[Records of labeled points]
-*-

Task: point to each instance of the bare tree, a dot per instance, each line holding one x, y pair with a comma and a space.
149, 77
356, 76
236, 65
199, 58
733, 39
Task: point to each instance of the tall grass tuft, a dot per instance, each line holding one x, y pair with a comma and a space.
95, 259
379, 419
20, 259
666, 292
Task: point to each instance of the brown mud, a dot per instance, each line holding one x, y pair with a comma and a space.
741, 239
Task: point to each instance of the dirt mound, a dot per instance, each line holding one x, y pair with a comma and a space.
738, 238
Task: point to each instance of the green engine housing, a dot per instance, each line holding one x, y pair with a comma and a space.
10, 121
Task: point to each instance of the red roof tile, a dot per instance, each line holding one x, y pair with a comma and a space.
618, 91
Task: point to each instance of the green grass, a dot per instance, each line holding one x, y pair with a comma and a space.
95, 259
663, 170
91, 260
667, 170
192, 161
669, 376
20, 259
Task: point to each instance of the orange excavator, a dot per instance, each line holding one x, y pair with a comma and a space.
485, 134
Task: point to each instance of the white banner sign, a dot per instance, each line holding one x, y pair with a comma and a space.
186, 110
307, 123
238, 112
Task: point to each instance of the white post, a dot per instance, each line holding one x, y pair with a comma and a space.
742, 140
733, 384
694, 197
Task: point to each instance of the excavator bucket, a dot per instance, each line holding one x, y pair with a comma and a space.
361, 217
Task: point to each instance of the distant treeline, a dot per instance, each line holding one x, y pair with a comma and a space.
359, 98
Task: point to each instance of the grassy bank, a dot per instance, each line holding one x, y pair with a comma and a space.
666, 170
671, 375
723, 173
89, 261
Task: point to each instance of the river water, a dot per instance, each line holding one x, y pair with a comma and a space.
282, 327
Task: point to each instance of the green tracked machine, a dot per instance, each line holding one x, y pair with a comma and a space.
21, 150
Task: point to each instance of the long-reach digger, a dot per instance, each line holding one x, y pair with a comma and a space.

-*-

Reproduce word for word every line of the records starting at the line containing "Task: point to each instance of the river" and ending with the final line of the records, including both of those lines.

FINAL ANSWER:
Task: point to each instance of the river water, a dot per instance, each line holding one x, y pair with a comma and a space.
282, 327
Task: point to each instance of the green tracked machine, a dot per instance, each line holding one x, y pair with a comma and a space.
21, 150
Task: point to each instance of the long-reach digger, a dot per instance, each line holding one x, y pair with a comma and a space.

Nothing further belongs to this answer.